(Beginning of DATA SHOWN)

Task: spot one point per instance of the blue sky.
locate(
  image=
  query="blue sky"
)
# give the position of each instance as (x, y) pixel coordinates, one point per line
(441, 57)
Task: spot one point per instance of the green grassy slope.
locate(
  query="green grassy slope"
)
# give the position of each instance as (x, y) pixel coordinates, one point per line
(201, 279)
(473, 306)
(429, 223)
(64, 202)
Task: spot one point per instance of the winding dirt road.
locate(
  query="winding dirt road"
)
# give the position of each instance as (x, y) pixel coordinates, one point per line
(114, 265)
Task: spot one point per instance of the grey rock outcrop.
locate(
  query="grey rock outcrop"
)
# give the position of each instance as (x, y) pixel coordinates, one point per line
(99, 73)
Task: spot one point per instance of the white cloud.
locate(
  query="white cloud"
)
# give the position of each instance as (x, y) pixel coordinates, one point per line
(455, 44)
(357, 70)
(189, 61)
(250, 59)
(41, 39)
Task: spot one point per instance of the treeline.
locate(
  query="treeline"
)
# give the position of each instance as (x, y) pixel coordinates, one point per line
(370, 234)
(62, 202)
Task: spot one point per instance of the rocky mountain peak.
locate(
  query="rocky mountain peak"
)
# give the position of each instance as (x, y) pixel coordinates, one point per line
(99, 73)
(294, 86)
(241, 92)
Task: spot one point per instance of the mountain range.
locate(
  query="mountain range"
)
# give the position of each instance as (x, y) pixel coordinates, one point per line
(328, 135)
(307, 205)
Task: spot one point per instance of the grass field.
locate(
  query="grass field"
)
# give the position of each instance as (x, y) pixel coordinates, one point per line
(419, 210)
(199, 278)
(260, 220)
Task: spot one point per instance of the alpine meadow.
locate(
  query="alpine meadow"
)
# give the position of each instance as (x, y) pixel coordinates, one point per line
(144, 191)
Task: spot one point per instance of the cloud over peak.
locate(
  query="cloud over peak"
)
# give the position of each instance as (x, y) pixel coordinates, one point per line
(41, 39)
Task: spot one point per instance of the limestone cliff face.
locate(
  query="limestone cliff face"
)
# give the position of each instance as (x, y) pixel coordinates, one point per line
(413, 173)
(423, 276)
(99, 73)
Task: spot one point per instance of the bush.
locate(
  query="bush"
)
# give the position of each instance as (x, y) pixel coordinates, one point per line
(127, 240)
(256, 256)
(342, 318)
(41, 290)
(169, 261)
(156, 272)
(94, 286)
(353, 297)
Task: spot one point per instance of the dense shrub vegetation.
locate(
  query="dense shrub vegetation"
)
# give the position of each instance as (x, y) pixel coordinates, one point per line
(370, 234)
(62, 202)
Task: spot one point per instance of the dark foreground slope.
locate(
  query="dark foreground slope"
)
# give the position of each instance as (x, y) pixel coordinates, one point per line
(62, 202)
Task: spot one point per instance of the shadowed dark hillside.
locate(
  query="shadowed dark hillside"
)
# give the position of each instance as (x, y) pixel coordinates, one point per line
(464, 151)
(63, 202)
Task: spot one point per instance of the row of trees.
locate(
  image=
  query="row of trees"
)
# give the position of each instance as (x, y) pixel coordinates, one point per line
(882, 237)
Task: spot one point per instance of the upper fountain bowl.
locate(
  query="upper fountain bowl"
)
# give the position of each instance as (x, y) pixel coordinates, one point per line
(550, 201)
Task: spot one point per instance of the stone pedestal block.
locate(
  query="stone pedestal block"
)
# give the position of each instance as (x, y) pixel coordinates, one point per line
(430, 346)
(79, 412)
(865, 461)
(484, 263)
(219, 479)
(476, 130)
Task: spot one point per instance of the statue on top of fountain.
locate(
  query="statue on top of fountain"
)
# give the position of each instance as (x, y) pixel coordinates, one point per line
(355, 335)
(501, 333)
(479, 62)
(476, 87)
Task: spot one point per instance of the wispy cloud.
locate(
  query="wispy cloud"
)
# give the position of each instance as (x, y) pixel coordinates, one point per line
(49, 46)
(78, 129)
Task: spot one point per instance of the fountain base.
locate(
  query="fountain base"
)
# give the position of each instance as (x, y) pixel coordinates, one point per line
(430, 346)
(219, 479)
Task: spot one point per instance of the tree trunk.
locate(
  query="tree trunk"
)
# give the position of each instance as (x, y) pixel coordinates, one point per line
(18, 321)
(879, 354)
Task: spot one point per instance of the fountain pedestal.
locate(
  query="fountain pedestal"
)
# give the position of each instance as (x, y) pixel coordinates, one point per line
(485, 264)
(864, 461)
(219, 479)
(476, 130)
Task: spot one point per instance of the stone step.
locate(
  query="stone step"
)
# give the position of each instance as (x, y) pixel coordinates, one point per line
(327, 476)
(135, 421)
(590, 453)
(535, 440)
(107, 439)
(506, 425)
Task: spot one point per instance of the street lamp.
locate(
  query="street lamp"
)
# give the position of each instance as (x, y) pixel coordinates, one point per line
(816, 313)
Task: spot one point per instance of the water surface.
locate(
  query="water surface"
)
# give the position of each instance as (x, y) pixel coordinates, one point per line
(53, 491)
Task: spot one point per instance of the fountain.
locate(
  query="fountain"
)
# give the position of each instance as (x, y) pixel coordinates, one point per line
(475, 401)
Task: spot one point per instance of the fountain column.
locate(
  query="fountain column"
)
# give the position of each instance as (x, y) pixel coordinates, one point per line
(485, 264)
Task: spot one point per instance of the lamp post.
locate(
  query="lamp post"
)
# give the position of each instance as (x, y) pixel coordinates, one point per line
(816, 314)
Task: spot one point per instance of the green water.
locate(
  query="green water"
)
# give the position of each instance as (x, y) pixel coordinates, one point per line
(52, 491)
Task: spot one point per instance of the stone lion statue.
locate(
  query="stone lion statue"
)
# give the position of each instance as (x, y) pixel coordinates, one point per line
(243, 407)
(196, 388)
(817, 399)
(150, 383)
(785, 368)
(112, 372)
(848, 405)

(End of DATA SHOWN)

__PROBLEM REQUIREMENTS__: The answer must be a single number: how many lines of the entries contain "statue".

__SOLUTION TO THIS EXERCISE__: 4